▼▼▼

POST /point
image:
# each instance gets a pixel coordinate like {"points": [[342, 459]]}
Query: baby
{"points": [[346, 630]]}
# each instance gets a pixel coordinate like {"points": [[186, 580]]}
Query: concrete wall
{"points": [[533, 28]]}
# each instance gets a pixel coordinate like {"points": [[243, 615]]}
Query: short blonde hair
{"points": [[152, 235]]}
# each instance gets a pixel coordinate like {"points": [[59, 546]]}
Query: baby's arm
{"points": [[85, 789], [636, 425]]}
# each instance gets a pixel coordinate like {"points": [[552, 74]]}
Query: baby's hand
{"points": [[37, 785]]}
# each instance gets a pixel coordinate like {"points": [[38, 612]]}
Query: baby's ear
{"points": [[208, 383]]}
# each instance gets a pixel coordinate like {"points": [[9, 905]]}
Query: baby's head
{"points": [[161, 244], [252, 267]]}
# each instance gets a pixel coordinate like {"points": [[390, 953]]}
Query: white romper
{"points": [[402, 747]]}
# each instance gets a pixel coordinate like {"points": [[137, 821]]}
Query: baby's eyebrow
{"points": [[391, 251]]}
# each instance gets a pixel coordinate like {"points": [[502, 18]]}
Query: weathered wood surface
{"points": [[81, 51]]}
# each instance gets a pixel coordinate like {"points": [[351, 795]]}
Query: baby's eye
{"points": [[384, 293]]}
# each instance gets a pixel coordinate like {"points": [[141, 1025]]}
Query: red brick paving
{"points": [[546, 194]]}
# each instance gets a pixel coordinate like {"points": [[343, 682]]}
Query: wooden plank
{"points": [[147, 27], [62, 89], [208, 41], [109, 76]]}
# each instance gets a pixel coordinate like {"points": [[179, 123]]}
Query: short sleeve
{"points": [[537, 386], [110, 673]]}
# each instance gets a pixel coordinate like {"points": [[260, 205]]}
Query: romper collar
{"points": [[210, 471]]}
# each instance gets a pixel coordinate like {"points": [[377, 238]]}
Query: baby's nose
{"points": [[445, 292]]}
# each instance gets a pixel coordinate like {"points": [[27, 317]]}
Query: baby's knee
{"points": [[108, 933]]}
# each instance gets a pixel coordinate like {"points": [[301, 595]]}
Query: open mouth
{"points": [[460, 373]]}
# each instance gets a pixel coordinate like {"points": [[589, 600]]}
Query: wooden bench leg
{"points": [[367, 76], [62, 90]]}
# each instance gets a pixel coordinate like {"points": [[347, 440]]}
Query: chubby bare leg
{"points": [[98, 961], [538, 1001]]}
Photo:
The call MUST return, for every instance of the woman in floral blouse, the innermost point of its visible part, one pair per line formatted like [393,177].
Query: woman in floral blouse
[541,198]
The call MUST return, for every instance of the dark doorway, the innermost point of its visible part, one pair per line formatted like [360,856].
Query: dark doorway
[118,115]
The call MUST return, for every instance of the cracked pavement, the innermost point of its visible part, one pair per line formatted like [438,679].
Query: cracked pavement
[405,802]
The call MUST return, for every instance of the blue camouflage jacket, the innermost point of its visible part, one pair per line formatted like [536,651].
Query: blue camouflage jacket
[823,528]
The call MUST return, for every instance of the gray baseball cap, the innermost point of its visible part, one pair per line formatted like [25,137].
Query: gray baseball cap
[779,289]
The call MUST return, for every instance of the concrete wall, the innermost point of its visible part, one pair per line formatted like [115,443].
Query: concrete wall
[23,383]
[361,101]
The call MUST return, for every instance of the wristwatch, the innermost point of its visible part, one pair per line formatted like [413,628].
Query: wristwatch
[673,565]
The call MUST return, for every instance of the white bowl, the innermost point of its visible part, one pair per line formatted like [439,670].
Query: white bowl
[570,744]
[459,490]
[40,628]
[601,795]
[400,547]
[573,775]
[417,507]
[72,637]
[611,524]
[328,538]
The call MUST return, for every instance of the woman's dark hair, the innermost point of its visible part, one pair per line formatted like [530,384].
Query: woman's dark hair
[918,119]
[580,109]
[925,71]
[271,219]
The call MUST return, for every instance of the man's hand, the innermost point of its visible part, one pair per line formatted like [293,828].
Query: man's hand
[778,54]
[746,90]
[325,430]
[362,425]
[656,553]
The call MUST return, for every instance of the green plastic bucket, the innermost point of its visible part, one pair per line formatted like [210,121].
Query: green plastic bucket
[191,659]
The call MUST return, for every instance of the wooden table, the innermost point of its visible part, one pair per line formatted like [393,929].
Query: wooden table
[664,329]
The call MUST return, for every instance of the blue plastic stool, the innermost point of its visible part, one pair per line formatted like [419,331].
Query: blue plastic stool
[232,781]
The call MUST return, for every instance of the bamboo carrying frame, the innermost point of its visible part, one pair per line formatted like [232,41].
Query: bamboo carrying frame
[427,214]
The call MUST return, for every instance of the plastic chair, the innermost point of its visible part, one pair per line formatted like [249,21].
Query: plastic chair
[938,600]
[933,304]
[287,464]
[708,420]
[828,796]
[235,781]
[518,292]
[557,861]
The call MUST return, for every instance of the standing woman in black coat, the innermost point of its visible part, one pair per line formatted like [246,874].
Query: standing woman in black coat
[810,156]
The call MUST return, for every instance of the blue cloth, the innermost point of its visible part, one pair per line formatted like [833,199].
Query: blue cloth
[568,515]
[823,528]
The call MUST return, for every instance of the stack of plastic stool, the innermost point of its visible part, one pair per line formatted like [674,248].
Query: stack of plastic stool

▲▲▲

◆ Exercise: Copy the lines above from the one containing "The call MUST return, for every instance of the blue plastic" through the last line, and shift each coordinate in the answers up by 15. Keep every other line as it stands.

◆ The result:
The call MUST return, for every instance of the blue plastic stool, the innermost point of its visible part, one pair per line formatted like [419,331].
Query: blue plastic stool
[247,796]
The call MUST return, for every instance of the bamboo carrying frame, the innermost point of its visible part, one pair per line formatted like [232,41].
Query: bamboo carrying frame
[442,229]
The call MUST return, for every instance of the plastic chair, the innermost point of its visible part, one pair per line formatted like [249,21].
Query: plastic chair
[953,615]
[948,319]
[302,479]
[723,435]
[843,811]
[250,796]
[533,307]
[572,876]
The call MUST return, for every instance of the standing woman in black coat, the innermost point of its visible part, one pair per line formatted like [246,874].
Query: standing woman in black coat
[825,171]
The call MUST return, for every instance of the blue cloth, the innermost point of its visible part, one pair per line formatted like [833,199].
Query: blue cloth
[583,530]
[838,543]
The call MUST return, for every instance of the stack of plastic stool, the innermost point of its visible part, one pair per line formatted like [674,248].
Query: stack of plastic stool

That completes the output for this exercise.